Your instructions »
For each line below, write it out exactly as it appears.
[[ The input, beginning ]]
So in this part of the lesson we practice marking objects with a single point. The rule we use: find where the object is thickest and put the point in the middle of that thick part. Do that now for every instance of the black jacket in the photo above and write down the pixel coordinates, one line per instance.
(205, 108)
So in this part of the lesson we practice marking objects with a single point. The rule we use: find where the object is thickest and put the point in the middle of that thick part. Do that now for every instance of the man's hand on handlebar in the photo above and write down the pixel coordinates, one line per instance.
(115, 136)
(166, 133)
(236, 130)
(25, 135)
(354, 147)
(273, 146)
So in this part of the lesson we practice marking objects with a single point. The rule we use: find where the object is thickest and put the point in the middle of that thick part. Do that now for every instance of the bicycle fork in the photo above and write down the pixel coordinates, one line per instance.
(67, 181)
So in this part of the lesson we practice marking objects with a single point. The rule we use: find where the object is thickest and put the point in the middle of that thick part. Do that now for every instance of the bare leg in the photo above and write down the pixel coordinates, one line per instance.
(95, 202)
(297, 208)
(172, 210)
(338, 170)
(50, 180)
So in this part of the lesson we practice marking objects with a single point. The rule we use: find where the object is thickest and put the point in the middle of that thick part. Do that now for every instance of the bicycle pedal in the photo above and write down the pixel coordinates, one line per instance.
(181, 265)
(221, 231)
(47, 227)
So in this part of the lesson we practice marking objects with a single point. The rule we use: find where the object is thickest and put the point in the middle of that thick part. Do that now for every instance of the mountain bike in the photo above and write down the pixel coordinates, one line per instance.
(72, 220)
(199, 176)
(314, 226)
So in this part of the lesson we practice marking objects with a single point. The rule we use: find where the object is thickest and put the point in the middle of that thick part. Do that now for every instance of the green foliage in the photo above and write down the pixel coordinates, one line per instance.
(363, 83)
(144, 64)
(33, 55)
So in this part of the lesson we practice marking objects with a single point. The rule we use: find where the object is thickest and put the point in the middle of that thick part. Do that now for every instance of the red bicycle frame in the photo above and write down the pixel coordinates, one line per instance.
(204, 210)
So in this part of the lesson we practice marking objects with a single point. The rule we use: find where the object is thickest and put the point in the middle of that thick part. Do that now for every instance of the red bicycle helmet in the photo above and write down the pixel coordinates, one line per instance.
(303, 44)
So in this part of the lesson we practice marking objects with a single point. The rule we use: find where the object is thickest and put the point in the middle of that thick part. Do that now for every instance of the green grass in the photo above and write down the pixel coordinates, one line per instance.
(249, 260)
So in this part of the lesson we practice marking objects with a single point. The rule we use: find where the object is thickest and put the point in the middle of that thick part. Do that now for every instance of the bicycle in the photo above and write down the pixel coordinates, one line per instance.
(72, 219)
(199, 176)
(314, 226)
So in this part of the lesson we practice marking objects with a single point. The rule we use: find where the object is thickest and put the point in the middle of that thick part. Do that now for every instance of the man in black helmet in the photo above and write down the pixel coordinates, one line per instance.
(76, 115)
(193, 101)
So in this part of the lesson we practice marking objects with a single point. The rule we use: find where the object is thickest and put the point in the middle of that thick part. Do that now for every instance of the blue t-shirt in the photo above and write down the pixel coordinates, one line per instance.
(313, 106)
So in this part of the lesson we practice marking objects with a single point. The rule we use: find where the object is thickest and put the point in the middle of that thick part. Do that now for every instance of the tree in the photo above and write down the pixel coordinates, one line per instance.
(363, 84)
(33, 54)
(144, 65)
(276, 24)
[[ The input, end ]]
Task answer »
So in this part of the lesson we practice marking objects with a single point. The rule we use: find where the object is thickest and put the point in the middle of that thick part. Do that now for every instance of the black jacket in the photo above and write down the pixel coordinates, one line per instance.
(205, 108)
So in this part of the lesson we practice marking objects with a single point. The rule we use: find where the object is thickest and put the point in the middle of that thick part. Do that now for every instance of the man's hand on handlebar in the photo above and write down the pixel coordinates, one line per instance.
(115, 136)
(166, 133)
(236, 130)
(25, 135)
(354, 147)
(273, 146)
So in this part of the lesson we practice marking objects with a single point. The rule we use: find where the object is thickest and put the point in the middle of that thick part. Do that now for every instance of the bicycle fork in the photo above and write down the pixel coordinates, one line per instance.
(67, 181)
So in this part of the lesson we practice marking objects with a single point. The rule we use: find where the object is thickest and put the point in the middle of that thick part. Do that now for every instance of the bare leg in the photo above and write down the pixel coordinates, one line per instance.
(95, 202)
(297, 208)
(172, 210)
(338, 170)
(50, 180)
So in this part of the lesson we practice marking objects with a single point. The rule we use: find where the object is thickest and put the point in the middle of that thick part. Do that now for every instance of the bicycle pedal in the photo above and write down the pixel coordinates, one line per instance.
(181, 265)
(221, 231)
(47, 227)
So in this part of the lesson we practice marking objects with a single point. The rule we use: find where the object is thickest and put the point in the middle of that thick part. Do that now for every instance of the mountain bike in the photo above and write down the pixel coordinates, one line per instance.
(72, 220)
(199, 176)
(314, 226)
So in this part of the lesson we practice marking objects with a single point. The rule we use: find where the object is thickest and put the point in the middle of that thick part. Do that now for every instance of the green foliage in the photo above and write down the pixel coordinates, one line per instance.
(363, 83)
(144, 64)
(33, 55)
So in this part of the lesson we practice marking objects with a single point. The rule we use: find where the object is thickest and put the point in the middle of that thick part. Do that now for every instance of the red bicycle frame in the photo above and write down the pixel coordinates, one line per instance.
(204, 210)
So in this part of the lesson we practice marking objects with a single point. The rule we use: find where the object is thickest and put the point in the middle of that thick part. Do that now for every instance of the red bicycle helmet in the photo above and write down the pixel coordinates, one line per instance.
(303, 44)
So in this part of the lesson we practice marking objects with a single point. The rule we use: find where the object is thickest and put the point in the middle of that thick part. Do that now for every instance of the green grass in the photo above and write down the pixel coordinates, one line per instance.
(249, 260)
So in this part of the lesson we practice marking objects with a single point. The rule we use: find where the object is thickest and put the point in the middle of that thick part. Do that now for every instance of the bicycle in the photo above and write down the pixel coordinates, one line per instance.
(72, 219)
(199, 176)
(314, 226)
So in this part of the lesson we practice marking objects with a single point. The rule we use: find where the object is thickest and put the point in the middle of that thick part. Do that now for every instance of the man in black helmet in the photo above and write down the pixel coordinates, one line per instance.
(76, 115)
(193, 101)
So in this part of the lesson we practice marking objects with a single point. The rule we use: find where the object is thickest and put the point in the middle of that thick part. Do that now for every instance of the blue t-shirt in the photo above and write down the pixel coordinates, one line per instance.
(313, 106)
So in this part of the lesson we practice marking objects with a single point. The rule we use: find where the object is thickest and put the point in the middle of that thick part. Do that now for every instance of the tree in the photo above and write down the pixel coordinates, one line per instance.
(363, 84)
(33, 54)
(144, 65)
(276, 24)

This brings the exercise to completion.